---------- Provided text ----------

Updated by Dennis Adler over 2 years ago

Dennis Adler wrote:

If I may be so bold: you might want to add commends to crypt.inc noting...

"commends" should be "comments"

Actions #2

Updated by Steve Wheeler over 2 years ago

  • Tracker changed from Regression to Correction
  • Project changed from pfSense Plus to pfSense Docs
  • Category changed from Backup / Restore to Backup / Restore
  • Priority changed from High to Normal
  • Release Notes deleted (Default)
  • Affected Plus Version deleted (22.05)
  • Affected Architecture deleted (All)
Actions #3

Updated by Jim Pingle over 2 years ago

  • Status changed from New to In Progress
  • Assignee set to Jim Pingle
Actions #4

Updated by Jim Pingle over 2 years ago

  • Status changed from In Progress to Feedback
  • % Done changed from 0 to 100

I updated the docs with newer syntax. I used the -a bit but kept the other parameters the same as they are in crypt.inc since that is exactly what is used by the firewall when performing these operations.

(Internal repo link)

---------- Data ----------

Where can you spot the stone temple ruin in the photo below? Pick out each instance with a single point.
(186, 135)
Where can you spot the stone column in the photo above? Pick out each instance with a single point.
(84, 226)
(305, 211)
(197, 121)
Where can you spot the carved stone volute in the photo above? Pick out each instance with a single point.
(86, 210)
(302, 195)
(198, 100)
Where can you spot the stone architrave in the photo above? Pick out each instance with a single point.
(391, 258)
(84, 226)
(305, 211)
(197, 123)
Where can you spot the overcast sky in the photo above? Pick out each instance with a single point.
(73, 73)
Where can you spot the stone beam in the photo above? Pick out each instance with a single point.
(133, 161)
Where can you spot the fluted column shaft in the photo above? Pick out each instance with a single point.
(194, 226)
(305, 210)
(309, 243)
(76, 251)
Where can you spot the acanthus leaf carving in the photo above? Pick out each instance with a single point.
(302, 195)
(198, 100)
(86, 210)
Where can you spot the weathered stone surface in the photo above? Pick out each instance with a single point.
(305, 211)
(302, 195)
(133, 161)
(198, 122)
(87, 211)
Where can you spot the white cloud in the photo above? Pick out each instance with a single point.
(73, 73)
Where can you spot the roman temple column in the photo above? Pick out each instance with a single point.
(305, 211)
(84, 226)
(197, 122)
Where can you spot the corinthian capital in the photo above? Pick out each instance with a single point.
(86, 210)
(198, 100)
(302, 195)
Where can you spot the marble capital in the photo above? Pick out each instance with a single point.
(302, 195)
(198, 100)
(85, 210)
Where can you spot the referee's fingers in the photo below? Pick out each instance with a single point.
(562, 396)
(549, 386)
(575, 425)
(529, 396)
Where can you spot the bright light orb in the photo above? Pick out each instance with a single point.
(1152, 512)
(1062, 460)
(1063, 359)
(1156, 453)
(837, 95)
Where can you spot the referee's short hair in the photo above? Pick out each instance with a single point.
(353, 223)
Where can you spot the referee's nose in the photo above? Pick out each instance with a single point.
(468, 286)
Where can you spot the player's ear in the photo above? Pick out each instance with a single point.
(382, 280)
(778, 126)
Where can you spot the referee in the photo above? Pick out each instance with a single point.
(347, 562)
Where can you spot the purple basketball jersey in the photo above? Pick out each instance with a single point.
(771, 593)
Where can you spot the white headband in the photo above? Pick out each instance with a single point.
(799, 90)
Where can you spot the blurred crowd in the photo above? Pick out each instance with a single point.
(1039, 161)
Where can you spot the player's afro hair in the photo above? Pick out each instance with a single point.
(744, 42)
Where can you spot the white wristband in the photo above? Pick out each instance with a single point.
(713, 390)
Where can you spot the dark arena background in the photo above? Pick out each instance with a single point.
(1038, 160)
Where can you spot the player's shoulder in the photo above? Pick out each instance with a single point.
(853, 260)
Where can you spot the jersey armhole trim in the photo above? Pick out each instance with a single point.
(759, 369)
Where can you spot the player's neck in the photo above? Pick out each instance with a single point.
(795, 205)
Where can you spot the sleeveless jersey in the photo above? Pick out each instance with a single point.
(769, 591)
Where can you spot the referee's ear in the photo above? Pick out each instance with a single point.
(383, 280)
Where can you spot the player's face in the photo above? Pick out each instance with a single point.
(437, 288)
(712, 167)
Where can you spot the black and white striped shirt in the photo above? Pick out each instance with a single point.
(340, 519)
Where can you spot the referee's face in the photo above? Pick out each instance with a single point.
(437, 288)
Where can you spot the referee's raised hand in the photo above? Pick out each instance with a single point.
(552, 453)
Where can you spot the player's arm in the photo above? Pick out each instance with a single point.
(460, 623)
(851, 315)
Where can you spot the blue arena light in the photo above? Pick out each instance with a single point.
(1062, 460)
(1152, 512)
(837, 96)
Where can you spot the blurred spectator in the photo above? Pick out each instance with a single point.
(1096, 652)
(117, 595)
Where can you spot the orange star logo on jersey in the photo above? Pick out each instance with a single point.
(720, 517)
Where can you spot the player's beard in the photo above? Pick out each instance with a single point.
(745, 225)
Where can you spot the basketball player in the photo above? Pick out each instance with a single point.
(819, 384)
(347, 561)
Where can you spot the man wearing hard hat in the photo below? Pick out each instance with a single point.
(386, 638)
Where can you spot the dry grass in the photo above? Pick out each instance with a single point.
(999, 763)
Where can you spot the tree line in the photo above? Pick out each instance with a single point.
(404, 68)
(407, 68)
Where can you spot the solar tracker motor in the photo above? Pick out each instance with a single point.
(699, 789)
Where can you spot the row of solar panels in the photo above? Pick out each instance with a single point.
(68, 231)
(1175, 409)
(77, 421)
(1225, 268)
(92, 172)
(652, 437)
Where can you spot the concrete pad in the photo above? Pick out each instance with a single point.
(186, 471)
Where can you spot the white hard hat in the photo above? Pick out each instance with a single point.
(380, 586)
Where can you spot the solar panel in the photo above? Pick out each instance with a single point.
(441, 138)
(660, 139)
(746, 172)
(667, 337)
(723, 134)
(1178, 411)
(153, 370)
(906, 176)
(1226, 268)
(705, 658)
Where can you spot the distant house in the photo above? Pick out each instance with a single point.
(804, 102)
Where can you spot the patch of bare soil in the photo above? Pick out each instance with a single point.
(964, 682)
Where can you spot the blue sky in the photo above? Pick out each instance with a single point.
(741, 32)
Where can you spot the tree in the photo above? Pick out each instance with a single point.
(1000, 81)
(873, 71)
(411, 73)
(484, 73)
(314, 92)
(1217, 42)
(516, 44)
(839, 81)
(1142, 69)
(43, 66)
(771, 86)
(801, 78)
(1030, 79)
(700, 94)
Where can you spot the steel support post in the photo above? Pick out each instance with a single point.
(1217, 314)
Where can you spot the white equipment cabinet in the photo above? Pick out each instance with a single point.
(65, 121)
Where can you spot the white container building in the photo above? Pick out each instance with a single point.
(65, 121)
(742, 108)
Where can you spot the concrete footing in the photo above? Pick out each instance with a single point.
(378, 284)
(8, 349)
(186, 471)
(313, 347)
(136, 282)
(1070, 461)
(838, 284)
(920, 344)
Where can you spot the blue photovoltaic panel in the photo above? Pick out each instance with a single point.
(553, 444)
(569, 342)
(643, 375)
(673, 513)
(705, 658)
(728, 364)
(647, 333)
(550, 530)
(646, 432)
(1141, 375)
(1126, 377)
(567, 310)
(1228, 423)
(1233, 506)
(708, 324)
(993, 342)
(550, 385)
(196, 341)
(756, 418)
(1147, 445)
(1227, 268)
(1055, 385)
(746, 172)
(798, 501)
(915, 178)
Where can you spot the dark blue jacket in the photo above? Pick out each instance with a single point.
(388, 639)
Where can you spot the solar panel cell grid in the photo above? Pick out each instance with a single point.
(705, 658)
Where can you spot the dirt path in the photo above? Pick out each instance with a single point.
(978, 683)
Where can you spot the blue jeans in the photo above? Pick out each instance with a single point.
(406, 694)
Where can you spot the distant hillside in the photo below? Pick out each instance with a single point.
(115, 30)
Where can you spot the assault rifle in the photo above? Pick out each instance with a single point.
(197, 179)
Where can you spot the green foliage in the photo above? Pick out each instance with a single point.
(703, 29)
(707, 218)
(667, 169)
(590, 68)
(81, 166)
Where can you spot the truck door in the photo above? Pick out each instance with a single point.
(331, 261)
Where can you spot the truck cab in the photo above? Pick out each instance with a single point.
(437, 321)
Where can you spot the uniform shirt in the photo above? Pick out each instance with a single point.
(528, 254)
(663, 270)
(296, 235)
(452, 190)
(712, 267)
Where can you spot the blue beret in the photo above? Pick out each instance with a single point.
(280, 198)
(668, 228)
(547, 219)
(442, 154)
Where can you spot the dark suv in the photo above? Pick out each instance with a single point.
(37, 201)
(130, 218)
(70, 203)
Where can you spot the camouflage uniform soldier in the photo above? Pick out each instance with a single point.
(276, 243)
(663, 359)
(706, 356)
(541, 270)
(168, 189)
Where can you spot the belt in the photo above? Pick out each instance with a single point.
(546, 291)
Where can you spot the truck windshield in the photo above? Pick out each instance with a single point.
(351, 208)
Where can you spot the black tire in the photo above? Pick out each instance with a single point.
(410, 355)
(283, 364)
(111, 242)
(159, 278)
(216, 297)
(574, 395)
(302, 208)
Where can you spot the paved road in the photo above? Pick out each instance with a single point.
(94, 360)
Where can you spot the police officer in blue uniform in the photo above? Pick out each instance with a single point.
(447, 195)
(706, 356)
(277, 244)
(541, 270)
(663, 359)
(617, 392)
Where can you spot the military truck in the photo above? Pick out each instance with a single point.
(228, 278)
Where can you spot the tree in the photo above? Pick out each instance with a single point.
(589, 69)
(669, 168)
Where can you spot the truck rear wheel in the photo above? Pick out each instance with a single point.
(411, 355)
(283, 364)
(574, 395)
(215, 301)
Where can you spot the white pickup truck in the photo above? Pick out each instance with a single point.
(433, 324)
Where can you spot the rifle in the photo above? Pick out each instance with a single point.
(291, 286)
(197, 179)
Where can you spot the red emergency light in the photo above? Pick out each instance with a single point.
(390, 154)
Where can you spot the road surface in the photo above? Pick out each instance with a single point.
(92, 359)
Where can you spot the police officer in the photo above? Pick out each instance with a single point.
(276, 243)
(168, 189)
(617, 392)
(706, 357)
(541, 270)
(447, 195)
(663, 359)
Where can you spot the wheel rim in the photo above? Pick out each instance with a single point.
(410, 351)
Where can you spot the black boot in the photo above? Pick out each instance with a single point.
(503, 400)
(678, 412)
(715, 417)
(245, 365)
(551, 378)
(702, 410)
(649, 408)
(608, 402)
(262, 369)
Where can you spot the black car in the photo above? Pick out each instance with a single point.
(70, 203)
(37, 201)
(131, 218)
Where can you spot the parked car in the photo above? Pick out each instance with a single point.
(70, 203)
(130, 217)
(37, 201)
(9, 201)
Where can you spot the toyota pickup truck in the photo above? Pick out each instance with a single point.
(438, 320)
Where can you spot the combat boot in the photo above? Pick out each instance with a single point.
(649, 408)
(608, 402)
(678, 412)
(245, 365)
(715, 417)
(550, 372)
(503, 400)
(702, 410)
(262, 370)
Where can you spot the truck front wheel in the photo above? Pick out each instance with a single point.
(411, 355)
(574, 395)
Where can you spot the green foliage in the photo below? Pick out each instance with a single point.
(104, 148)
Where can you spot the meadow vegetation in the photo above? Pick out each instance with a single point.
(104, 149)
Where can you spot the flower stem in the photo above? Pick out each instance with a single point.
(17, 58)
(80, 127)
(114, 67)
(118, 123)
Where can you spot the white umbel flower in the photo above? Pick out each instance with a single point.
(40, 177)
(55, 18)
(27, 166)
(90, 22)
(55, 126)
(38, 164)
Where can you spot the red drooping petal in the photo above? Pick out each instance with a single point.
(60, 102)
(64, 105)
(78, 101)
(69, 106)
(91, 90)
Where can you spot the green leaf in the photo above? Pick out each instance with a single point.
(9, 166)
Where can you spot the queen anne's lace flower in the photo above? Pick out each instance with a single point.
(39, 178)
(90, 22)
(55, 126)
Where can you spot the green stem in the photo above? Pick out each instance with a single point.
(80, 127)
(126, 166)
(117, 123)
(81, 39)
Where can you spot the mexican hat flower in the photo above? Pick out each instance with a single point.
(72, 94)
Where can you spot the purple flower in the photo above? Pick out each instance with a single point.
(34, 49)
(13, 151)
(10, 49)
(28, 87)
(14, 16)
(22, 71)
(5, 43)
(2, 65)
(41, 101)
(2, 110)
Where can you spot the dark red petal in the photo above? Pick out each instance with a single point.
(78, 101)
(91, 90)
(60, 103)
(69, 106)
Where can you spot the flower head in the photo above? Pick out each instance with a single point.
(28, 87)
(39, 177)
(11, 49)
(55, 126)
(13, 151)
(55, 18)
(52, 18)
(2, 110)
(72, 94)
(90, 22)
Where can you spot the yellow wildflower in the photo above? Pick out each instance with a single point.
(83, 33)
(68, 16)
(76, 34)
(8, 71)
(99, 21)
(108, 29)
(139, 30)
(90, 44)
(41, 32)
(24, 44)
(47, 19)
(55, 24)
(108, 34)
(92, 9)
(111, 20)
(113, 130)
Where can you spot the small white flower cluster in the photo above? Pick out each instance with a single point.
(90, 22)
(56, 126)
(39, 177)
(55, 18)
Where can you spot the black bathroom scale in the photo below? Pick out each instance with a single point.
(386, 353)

----------

Exercises »
1. In the issue log excerpt, what was the priority changed to?
2. Transcribe the issue log excerpt from "Updated by Steve" to "Architecture deleted (All)".
3. Go on with the issue log excerpt about the pfSense documentation change, starting from where it stops.

In response »
1. Normal

2.
Updated by Steve Wheeler over 2 years ago

  • Tracker changed from Regression to Correction
  • Project changed from pfSense Plus to pfSense Docs
  • Category changed from Backup / Restore to Backup / Restore
  • Priority changed from High to Normal
  • Release Notes deleted (Default)
  • Affected Plus Version deleted (22.05)
  • Affected Architecture deleted (All)

3.
https://gitlab.netgate.com/docs/pfSense-docs/-/commit/9e0a00532fba100466de78404f532fdef47a73ad

The docs having the syntax is just for convenience, now that we have a script on the firewall to decrypt configurations in the shell using the same method the GUI uses, people won't need to worry about the exact syntax.

The backend code tries the newest method, if that fails, it tries the next one, and so on automatically.

Actions #5

Updated by Chris W about 2 years ago

Using the commands in the commit, I successfully decrypted the encrypted configuration files (PowerShell in Windows 10 and Gnome Terminal in Ubuntu 20.04) created with pfSense CE 2.5.1, 2.6, and 2.7 (build date Sep 22 18:30:19). I then imported the config into pfSense and it rebooted into that configuration with no problem.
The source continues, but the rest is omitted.